# Task details
Write out the items from the line holding "spot the black holster." through the end of the items, including both ends. Leave the pictures out of your copy.

===== Provided information =====

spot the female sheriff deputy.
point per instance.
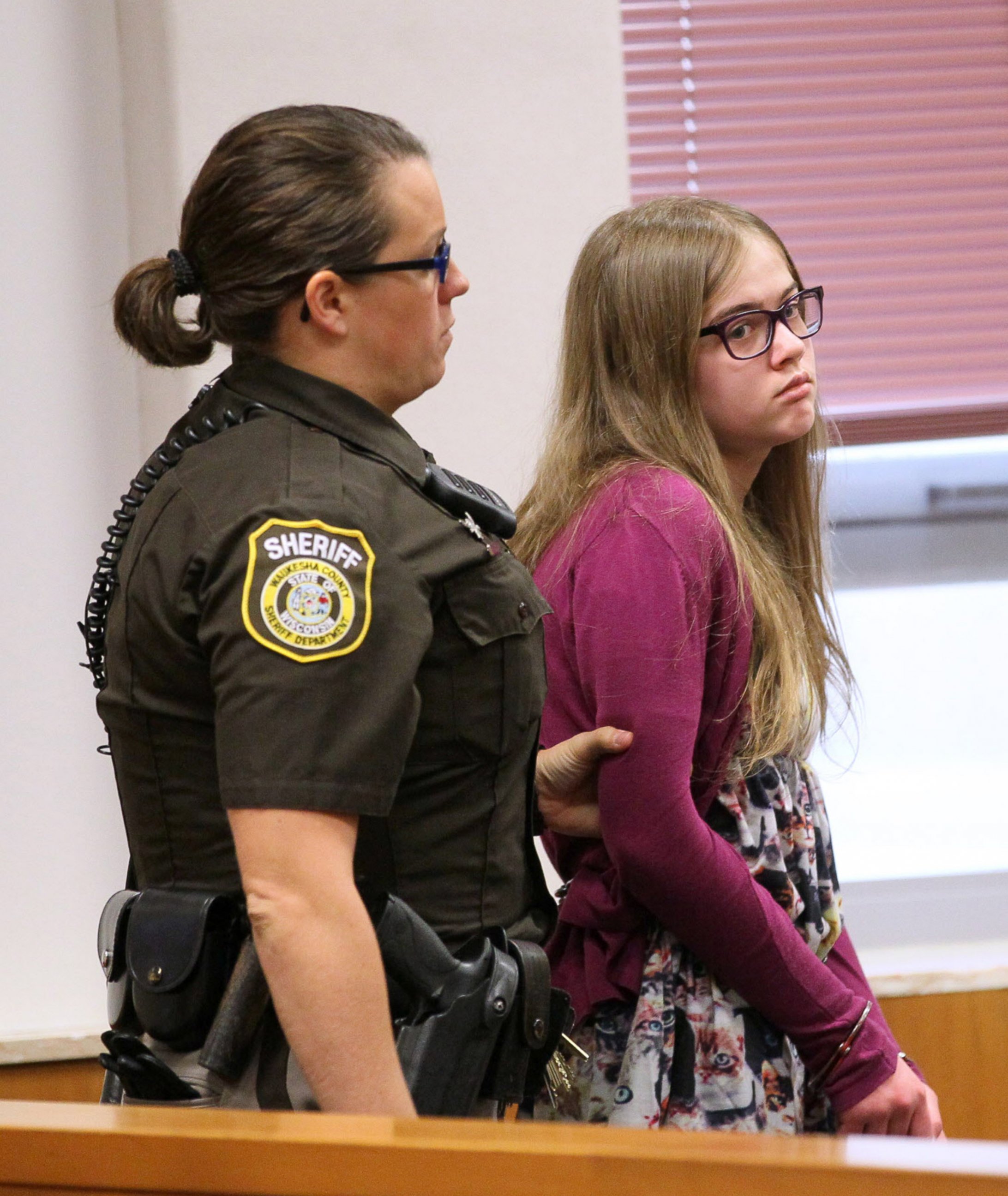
(318, 681)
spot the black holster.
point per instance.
(479, 1025)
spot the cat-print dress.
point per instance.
(695, 1055)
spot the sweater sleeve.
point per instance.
(641, 625)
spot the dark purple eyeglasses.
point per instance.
(751, 333)
(439, 262)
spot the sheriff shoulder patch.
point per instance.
(308, 589)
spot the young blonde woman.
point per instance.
(675, 529)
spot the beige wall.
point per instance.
(115, 107)
(522, 107)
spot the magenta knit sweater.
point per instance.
(651, 634)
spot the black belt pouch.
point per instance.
(181, 949)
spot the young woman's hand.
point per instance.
(903, 1104)
(566, 780)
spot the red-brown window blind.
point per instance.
(873, 137)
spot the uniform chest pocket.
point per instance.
(498, 673)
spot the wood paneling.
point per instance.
(960, 1041)
(90, 1148)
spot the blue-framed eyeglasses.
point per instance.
(751, 333)
(439, 262)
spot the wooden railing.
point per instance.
(66, 1148)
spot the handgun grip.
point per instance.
(412, 952)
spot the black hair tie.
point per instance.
(182, 272)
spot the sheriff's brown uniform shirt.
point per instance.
(298, 626)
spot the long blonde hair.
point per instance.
(634, 311)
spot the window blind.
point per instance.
(873, 137)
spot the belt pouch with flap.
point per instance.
(180, 951)
(112, 954)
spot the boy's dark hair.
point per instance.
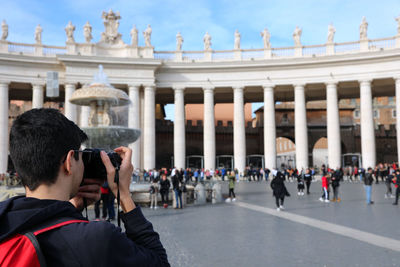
(39, 141)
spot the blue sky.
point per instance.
(193, 18)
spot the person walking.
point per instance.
(232, 182)
(336, 177)
(368, 180)
(325, 190)
(307, 179)
(164, 190)
(153, 194)
(300, 184)
(396, 181)
(279, 190)
(177, 190)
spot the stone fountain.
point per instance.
(102, 97)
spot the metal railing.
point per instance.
(348, 47)
(21, 48)
(219, 55)
(283, 52)
(253, 54)
(314, 50)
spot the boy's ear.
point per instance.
(67, 165)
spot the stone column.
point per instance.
(70, 109)
(3, 127)
(368, 150)
(269, 128)
(134, 122)
(300, 127)
(398, 117)
(149, 130)
(37, 96)
(239, 130)
(179, 129)
(333, 126)
(84, 117)
(209, 129)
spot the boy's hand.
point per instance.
(125, 175)
(89, 190)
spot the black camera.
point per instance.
(94, 167)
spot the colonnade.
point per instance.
(148, 138)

=====

# Reply to the exercise
spot the black holster.
point per instance.
(479, 1025)
spot the cat-print dress.
point per instance.
(695, 1055)
spot the sweater sleeve.
point per instance.
(641, 625)
spot the dark purple eyeglasses.
point per instance.
(751, 333)
(439, 262)
spot the sheriff shoulder patch.
point per instance.
(308, 589)
spot the young blonde woman.
point per instance.
(675, 529)
spot the beige wall.
point per instance.
(115, 107)
(522, 107)
spot the magenta knit sweater.
point per instance.
(651, 634)
spot the black belt pouch.
point per instance.
(181, 949)
spot the young woman's hand.
point per instance.
(903, 1104)
(566, 780)
spot the red-brown window blind.
point per instance.
(873, 137)
spot the uniform chest pocket.
point per instance.
(498, 673)
spot the wood paneling.
point per instance.
(960, 1041)
(90, 1148)
spot the blue-framed eyeglasses.
point per instance.
(751, 333)
(439, 262)
spot the wooden railing.
point per instance.
(66, 1148)
spot the handgun grip.
point per instance.
(412, 952)
spot the black hair tie.
point per instance.
(182, 272)
spot the sheriff's brown uniform shirt.
point per instance.
(298, 626)
spot the long blonde hair.
point per instance.
(634, 311)
spot the window blind.
point per instance.
(873, 137)
spot the belt pouch with flap.
point per instance.
(180, 951)
(112, 954)
spot the boy's dark hair.
point per instance.
(39, 141)
spot the blue sky.
point per instance.
(193, 18)
spot the person walking.
point per instance.
(232, 182)
(336, 177)
(368, 180)
(325, 190)
(307, 179)
(164, 190)
(153, 194)
(300, 184)
(396, 181)
(279, 190)
(177, 190)
spot the stone fountain.
point per instance.
(102, 97)
spot the metal railing.
point per instance.
(348, 47)
(21, 48)
(219, 55)
(283, 52)
(253, 54)
(314, 50)
spot the boy's ear.
point per instance.
(67, 165)
spot the stone column.
point per instance.
(70, 109)
(3, 127)
(368, 150)
(269, 128)
(134, 122)
(300, 127)
(398, 117)
(149, 130)
(37, 96)
(239, 130)
(179, 129)
(333, 126)
(84, 117)
(209, 129)
spot the boy's hand.
point per instance.
(125, 175)
(89, 190)
spot the black camera.
point per instance.
(94, 167)
spot the colonnade.
point per instance.
(148, 138)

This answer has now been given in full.